▶ [Direction A]:
Extract each line of the rows that contains the word "floor", treating case as significant.

Growth Mindset and Goals

“Whether you think you can or whether you think you can’t, you’re right.”

Henry Ford

Your brain is plastic. No, not necessarily made of plastic (though sometimes I wonder about my own…), but it has the same properties. It can stretch and compress throughout your lifetime, which, believe it or not, is a process that has only become widely accepted by neuroscientists in the past few decades.1

That notion about not being able to teach old dogs new tricks? It may be true, but it’s not the brain’s fault.

There are essentially three cognitive multipliers when it comes to learning new material and skills: Having a growth mindset, practicing like an expert, and building memory cues.

We’ll be addressing the last two in other posts, but without the first one, nothing else matters.

The most important thing when learning a skill is having that growth mindset. You simply have to believe you can become better. Without this, you’re going to want to quit at the first sign of failure (or even potential failure). And when you’re learning how to write better fiction, you are going to fail.

(Excerpts from a point labeling dataset)
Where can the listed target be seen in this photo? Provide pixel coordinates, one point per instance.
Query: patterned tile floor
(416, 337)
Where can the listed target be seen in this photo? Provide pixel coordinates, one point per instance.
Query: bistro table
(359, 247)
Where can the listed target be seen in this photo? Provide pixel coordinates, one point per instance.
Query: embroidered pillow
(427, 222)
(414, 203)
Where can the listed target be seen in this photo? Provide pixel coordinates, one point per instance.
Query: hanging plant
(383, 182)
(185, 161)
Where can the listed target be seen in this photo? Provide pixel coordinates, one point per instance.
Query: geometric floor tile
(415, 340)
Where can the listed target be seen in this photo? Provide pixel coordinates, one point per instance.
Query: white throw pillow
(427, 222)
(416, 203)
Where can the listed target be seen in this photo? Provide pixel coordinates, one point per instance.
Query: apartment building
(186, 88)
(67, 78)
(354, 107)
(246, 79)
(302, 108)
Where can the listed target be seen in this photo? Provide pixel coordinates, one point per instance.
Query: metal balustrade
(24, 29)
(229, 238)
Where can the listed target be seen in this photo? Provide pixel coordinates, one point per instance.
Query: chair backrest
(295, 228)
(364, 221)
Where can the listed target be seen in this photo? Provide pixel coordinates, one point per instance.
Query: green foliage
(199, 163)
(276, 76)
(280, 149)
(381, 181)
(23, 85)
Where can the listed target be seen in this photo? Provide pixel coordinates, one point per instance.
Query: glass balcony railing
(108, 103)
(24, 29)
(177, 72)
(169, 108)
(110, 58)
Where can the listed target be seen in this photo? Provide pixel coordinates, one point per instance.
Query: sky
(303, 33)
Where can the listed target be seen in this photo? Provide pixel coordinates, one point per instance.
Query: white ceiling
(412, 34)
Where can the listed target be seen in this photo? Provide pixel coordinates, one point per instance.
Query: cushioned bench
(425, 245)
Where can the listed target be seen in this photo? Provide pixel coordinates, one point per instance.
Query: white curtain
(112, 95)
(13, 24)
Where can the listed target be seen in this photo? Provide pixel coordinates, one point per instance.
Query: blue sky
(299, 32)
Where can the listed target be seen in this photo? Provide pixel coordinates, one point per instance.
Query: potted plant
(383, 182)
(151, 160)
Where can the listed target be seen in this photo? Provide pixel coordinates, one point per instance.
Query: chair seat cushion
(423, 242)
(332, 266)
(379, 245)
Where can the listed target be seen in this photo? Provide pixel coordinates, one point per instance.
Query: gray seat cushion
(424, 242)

▶ [Direction B]:
Answer the following questions about the growth mindset text, each on its own line:
(i) What three cognitive multipliers for learning new material and skills does the text name?
(ii) According to the text, what process has become widely accepted by neuroscientists only in the past few decades?
(iii) What does the text say a learner will want to do without a growth mindset?

▶ [Expected output A]:
Query: patterned tile floor
Query: geometric floor tile

▶ [Expected output B]:
(i) Having a growth mindset, practicing like an expert, and building memory cues.
(ii) The brain's ability to stretch and compress throughout a person's lifetime.
(iii) Quit at the first sign of failure, or even potential failure.